## What you should do
Answer from the mould survey excerpt below:
(a) What percentage of 16-24 year olds had been blamed for mould growing in their home?
(b) What percentage of those who had mould dried their clothes indoors?
(c) Among people with mould who struggled to pay their heating bills, which age group struggled most?

## Document excerpt

>>>

Maintain cleanliness of the property.
Our research has shown that those who are younger are more likely to have been blamed for mould growing in their home (44% of 16-24 year olds compared to 11% of over 55's), with men (57%) bearing the brunt of this. But as for the reasons these people have been blamed, it may be due to the following:
40% of those who’ve had mould dried their clothes indoors.
11% confessed to keeping the shower curtain folded when wet.
22% left the kitchen or bathroom door open when cooking or showering.
and 12% admitted to having a cluttered home.
Many of these things can be easily avoided.
Sadly for those that have had mould, 46% of people struggled to pay their heating bills and may have not been able to keep their home adequately warm to prevent it. Out of this group, young adults aged between 25-34 struggled most, whereas those aged 55+ struggled least. 5% of people admitted to not having the heating on at all when they had mould.
Sarah Broomfield, energy expert at Uswitch.com, comments on the financial struggles of paying for heating:
"It's unacceptable that so many struggle to pay their heating bills. Those avoiding putting their heating on in fear of unaffordable costs, may inadvertently contribute to the growth of mould in their home".
“With the findings that the majority of those who experience mould are tenants, it’s advisable that they contact their landlord to come to an agreement on how to tackle it. Tenants should also be aware that if they pay the heating bills themselves, they have the right to switch energy suppliers to find a cheaper deal.”
“Whether you’re a homeowner or tenant, if you find you're struggling to pay your energy bills, there's plenty of help out there — from government grants to supplier support.”
Ensure you’re getting the best deal for your home by completing an energy comparison.
(Click on the spots to reveal tips on how to prevent mould)

<<<

## Dataset

>>>

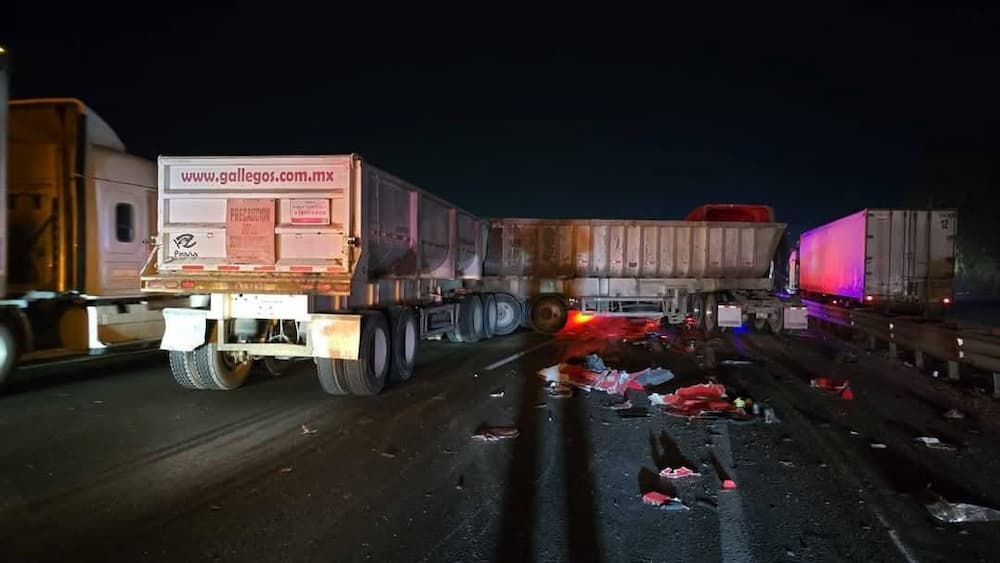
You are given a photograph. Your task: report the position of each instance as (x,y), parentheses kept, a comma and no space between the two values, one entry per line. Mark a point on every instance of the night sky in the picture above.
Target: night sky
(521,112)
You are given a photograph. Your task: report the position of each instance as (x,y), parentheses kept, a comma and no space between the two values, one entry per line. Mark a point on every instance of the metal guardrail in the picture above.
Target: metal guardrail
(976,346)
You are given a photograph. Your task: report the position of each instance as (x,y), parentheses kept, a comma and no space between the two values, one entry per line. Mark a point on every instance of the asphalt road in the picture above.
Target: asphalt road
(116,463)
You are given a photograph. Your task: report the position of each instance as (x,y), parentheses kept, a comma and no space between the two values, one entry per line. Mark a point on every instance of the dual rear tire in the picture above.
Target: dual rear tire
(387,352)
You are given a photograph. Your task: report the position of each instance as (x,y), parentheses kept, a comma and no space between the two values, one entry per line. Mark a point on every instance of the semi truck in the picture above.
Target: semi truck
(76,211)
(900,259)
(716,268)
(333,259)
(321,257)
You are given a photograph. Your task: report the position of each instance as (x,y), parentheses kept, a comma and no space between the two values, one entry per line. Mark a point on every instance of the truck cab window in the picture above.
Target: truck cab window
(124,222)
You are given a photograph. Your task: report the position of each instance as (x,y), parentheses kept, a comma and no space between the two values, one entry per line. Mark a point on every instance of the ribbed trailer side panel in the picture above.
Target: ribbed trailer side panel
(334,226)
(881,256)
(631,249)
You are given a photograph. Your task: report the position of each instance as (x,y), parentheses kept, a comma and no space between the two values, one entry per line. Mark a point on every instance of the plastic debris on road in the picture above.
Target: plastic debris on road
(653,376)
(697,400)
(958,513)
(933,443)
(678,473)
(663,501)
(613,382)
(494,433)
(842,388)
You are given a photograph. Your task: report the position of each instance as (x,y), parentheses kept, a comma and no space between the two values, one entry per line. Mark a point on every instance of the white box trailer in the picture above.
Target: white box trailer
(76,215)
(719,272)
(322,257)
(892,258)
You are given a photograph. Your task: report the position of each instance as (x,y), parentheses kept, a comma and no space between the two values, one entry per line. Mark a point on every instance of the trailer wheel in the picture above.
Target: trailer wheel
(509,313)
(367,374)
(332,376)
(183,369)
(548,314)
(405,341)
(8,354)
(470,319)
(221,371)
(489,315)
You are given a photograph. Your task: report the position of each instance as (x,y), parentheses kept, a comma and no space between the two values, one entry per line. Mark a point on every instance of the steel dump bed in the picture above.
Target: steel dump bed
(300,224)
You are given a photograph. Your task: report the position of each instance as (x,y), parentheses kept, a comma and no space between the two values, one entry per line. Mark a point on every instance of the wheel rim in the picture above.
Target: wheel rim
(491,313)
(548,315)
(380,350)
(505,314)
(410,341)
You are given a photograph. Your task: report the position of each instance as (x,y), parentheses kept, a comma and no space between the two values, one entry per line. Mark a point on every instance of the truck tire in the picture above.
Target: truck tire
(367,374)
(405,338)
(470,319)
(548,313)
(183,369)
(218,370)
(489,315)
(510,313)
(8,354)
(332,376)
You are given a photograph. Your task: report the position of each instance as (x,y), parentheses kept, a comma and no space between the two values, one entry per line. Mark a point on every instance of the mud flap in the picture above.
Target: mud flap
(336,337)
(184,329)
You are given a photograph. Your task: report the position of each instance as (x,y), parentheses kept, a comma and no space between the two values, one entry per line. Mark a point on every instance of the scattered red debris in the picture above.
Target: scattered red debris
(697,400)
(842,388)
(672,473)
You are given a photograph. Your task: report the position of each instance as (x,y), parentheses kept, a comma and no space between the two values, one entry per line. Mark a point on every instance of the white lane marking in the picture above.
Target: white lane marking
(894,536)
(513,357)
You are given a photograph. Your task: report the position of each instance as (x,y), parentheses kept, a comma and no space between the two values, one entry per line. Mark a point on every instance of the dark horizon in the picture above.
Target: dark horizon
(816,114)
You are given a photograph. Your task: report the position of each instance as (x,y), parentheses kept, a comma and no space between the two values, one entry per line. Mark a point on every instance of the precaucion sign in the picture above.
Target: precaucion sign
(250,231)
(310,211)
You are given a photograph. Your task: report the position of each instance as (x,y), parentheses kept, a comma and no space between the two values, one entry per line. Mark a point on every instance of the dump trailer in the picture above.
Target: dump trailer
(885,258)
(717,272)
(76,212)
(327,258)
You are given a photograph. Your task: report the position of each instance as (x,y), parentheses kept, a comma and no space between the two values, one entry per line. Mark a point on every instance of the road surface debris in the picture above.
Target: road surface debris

<<<

## Solution for this task
(a) 44%
(b) 40%
(c) Young adults aged 25-34